─── Teks yang Diberikan ───

Mblandang, sedikit agak mewakili tapi masih gak pas. Nekat, terlalu menunjuk kebiasaan melekat kelompok ini. Goblok, mungkin lebih tepat. Kombinasi mblandang dan nekat tanpa melihat seberapa kuat pijakannya, telah membuat kelompok ini jadi Goblok.
"Piyek" (anak unggas baru kemarin sore lahir) ngelabrak banteng, tepok jidatpun masih terlalu halus untuk menggambarkan kebodohan akut itu.
Tahun 1996, PDI sudah berani tolak pinggang dan sebelah tangan kemudian menunjuk_nunjuk muka penguasa Orde Baru, embahnya preman di atas preman.
Saat itu, F*I, jangankan lahir, indukannya diselingkuhin saja belum terpikir. Orde Baru belum tertarik bikin preman berdaster. Masih terlalu kuat. Orde Baru masih jadi penguasa tunggal bagi segalanya.
27 Juli 96 adalah puncaknya. Sebelumnya, orasi kebangsaan, hiburan langka di jaman Soeharto berkuasa baru dapat kita nikmati hampir setiap hari di jalan Diponegro no 58 itu.
Tempat itu selalu ramai. Ruang politik seolah mendapat tempat di panggung itu, dimana sebelumnya dijamin pasti akan disambut dengan pentungan dan tembakan.
Jadi ingat peristiwa Priok. Masjid sebelah rumah di Kelapa Gading BCS saat itu, beberapa hari terakhir terdengar khotbah langka, khotbah menyindir sang penguasa.
Benar. Tak lama kemudian, barisan tentara terlihat menyisiri sawah yang saat itu masih tersisa beberapa petak. Tentara mengepung masjid kecil itu dan mengamankannya.

─── Daftar Entri ───

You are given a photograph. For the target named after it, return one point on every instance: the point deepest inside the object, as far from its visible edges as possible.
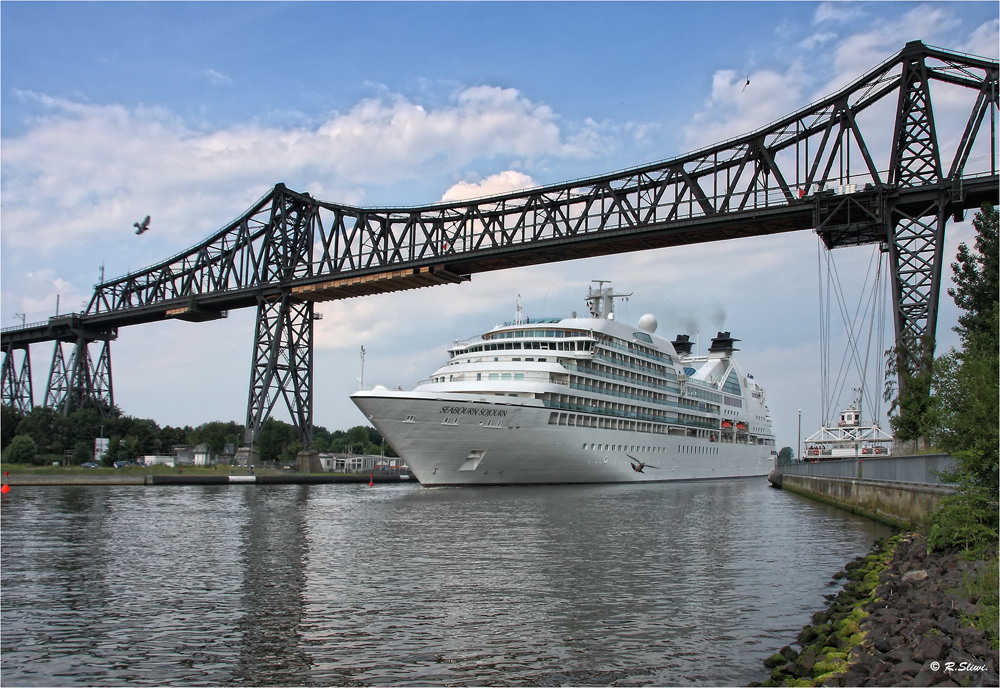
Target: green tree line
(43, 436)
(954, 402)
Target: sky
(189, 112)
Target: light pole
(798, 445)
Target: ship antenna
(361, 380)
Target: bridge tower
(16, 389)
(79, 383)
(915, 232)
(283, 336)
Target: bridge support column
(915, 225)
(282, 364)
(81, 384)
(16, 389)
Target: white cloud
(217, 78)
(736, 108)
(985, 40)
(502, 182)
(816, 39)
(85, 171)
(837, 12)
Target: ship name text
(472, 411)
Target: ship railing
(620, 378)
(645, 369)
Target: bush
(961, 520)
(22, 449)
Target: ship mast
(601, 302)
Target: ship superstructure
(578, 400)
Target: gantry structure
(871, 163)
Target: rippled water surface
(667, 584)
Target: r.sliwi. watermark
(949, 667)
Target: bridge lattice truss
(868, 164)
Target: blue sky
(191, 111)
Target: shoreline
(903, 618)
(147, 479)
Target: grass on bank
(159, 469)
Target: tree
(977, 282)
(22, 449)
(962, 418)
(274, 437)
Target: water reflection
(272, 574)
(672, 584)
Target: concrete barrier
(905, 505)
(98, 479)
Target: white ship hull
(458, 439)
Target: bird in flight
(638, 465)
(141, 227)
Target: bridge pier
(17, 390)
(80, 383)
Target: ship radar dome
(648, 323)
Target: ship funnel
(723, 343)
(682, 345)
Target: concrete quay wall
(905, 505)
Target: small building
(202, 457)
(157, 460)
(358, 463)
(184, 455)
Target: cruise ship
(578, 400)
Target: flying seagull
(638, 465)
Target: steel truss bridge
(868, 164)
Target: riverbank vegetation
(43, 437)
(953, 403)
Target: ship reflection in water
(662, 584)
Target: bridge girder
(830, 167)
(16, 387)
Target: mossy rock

───

Dalam teks tentang PDI dan Orde Baru, tanggal berapa yang disebut sebagai puncaknya? Materi tersebut diambil dari sumber yang berbeda.

27 Juli 96.